To the Editor of The Methodist Times.
Dear Sir, --- In your last weeks issue a direct appeal is
made to me, expressing a hope that I will investigate, and if possible disprove, certain
accusations made against my friend, Madame Blavatsky. You will, I am sure, find room
in your pages for an answer to your challenge.
Let me say, at the outset, that I have carefully read both reports, the preliminary and the final, issued by the Psychical
Research Society, and weighed the evidence therein adduced. This I did because I
desired to know the worst that could be said against Madame Blavatsky. The day after
I had completed my task I joined the Theosophical Society. I am not alone in the
effect produced on me by the obviously unfair straining after a conviction which marks Mr.
Hodgsons pages, for I have heard of others who joined immediately after reading
them. I should like also to add, as Madame Blavatsky has been so furiously attacked
in connection with my adhesion to the Theosophical Society, that I had only once met her,
and that in company with half-a-dozen other people, before I joined the society. I
say this, not because I should feel ashamed of being influenced by her, but merely because
it is unfair to abuse her for an action I took on my own initiative. Since I have
known her intimately, the respect which I at first felt only for her intellect has
developed into a strong attachment to a singularly noble character.
I proceed to take the paragraphs in your article seriatim. In par. 2 a
contrast is drawn between the flourishing condition of the society in India before and
after the falling of the bolt from the blue. This contrast is purely
imaginary. You give a number of well-known men as belonging to the society before
the bolt; would it not have been but fair to say that these men --- with the doubtful
exception of Mr. Hume, who has floated in and out of the society more than once --- are
members of the society still, the Premier to the Maharajah Holkar being now one of the
seven members of the Presidents Council? You say that to-day the number
of men in all India willing to sign themselves F.T.S. might almost be counted on the
fingers of one hand. It would have to be a large hand, for on the yearly
reckoning, taken in December, 1888, the society in India counted 129 branches in active
operation, officered by men of position --- barristers, bankers, Government officials, men
connected with every branch of education --- and new members are joining at the rate of
about 700 a year. You might as well say that Methodism is dead in England as say
that the Theosophical Society is dead in India; and I ask you, sir, whether such gross
perversion of facts is worthy the character of your journal? The list of Indian
branches, with the names and addresses of the secretaries, may be read in The
Theosophist for Jan., 1889, published in Madras, but sold at 7, Duke street, Adelphi,
by the Theosophical Publication Society, and you can verify the names and addresses
therein given.

= EXTRACTED ENTRIES =

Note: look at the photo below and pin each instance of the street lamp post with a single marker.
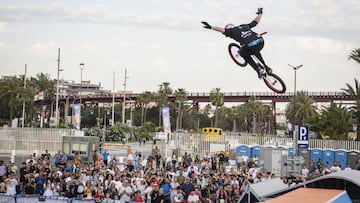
(57, 90)
(124, 99)
(23, 113)
(294, 116)
(82, 66)
(113, 102)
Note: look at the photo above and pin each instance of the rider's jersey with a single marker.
(242, 33)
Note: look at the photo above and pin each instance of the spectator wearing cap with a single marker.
(193, 198)
(147, 193)
(137, 197)
(155, 193)
(166, 187)
(2, 170)
(178, 196)
(187, 187)
(125, 191)
(11, 184)
(153, 179)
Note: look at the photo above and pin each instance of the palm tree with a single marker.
(163, 97)
(305, 109)
(354, 93)
(11, 89)
(217, 100)
(180, 97)
(145, 99)
(336, 121)
(355, 55)
(42, 82)
(257, 114)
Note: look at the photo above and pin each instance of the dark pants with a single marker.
(247, 51)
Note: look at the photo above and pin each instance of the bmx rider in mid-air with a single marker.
(251, 43)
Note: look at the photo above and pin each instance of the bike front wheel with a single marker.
(275, 83)
(235, 55)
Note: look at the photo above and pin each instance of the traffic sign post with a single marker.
(303, 137)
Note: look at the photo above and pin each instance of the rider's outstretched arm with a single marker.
(258, 17)
(219, 29)
(216, 28)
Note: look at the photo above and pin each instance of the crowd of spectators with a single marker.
(150, 179)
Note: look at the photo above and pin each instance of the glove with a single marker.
(259, 11)
(206, 25)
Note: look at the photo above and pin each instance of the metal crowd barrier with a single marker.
(51, 199)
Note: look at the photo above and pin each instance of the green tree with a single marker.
(257, 115)
(217, 100)
(336, 121)
(355, 55)
(354, 93)
(305, 109)
(10, 90)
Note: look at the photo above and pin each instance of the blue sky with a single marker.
(162, 40)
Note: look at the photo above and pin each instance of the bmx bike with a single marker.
(273, 81)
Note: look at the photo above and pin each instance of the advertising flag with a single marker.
(77, 115)
(166, 119)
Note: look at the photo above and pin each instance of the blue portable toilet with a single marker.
(290, 152)
(328, 156)
(341, 157)
(316, 154)
(305, 153)
(255, 150)
(352, 157)
(240, 150)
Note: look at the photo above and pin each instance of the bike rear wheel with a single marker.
(275, 83)
(234, 54)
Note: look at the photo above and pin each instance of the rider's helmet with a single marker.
(228, 26)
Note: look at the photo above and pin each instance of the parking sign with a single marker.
(303, 137)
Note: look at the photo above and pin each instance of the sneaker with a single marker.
(261, 73)
(268, 70)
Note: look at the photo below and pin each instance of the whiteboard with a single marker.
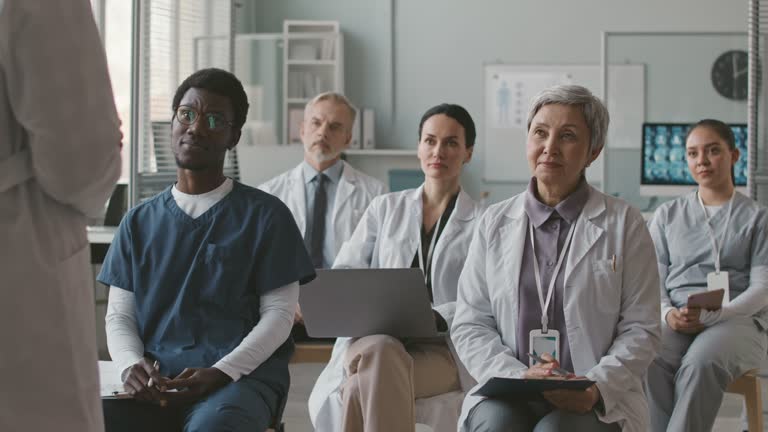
(509, 90)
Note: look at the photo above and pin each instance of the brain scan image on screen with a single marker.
(664, 160)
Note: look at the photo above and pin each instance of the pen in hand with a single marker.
(151, 383)
(555, 371)
(155, 365)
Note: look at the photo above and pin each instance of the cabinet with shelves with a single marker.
(313, 63)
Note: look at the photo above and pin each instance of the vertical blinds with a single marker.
(757, 98)
(169, 53)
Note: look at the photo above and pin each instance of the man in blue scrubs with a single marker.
(204, 279)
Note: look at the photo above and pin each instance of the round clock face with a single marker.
(729, 75)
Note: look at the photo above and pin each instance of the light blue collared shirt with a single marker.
(310, 184)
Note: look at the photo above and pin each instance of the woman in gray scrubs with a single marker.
(712, 238)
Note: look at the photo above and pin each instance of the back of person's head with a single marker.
(595, 113)
(456, 112)
(334, 97)
(721, 129)
(221, 82)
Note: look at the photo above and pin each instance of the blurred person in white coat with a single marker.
(326, 195)
(59, 160)
(590, 256)
(379, 383)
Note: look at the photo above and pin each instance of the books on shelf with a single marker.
(369, 129)
(355, 142)
(326, 51)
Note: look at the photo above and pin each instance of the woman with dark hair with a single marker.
(377, 382)
(712, 238)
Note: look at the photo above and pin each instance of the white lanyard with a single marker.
(427, 265)
(716, 248)
(545, 304)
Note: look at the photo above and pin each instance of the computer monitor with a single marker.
(664, 167)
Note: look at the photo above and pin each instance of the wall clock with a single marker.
(729, 75)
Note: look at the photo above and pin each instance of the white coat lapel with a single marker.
(586, 232)
(462, 213)
(413, 214)
(296, 198)
(345, 188)
(512, 237)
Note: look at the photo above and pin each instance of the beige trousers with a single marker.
(386, 375)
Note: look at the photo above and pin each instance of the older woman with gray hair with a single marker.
(564, 271)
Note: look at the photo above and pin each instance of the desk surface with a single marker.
(101, 234)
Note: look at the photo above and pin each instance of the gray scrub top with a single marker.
(684, 247)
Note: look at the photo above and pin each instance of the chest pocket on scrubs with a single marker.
(606, 276)
(217, 278)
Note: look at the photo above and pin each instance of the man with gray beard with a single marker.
(325, 194)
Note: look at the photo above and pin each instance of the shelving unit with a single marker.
(313, 63)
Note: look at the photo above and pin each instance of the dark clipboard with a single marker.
(708, 300)
(511, 388)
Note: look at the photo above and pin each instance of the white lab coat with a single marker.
(612, 316)
(388, 237)
(353, 194)
(59, 160)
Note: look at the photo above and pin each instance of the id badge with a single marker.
(717, 281)
(540, 343)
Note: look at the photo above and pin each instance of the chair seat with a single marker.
(312, 352)
(748, 385)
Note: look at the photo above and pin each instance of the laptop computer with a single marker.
(363, 302)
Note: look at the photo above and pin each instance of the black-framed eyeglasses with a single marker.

= PROBLEMS TO SOLVE =
1. In the letter, how many branches did the society in India count on the yearly reckoning taken in December 1888?
2. Write out the portion of the letter starting with "Hodgsons pages, for" and going on through "singularly noble character.".
The items play no part in this work.

= EXERCISE ANSWERS =
1. 129 branches in active operation.

2.
Hodgsons pages, for I have heard of others who joined immediately after reading
them. I should like also to add, as Madame Blavatsky has been so furiously attacked
in connection with my adhesion to the Theosophical Society, that I had only once met her,
and that in company with half-a-dozen other people, before I joined the society. I
say this, not because I should feel ashamed of being influenced by her, but merely because
it is unfair to abuse her for an action I took on my own initiative. Since I have
known her intimately, the respect which I at first felt only for her intellect has
developed into a strong attachment to a singularly noble character.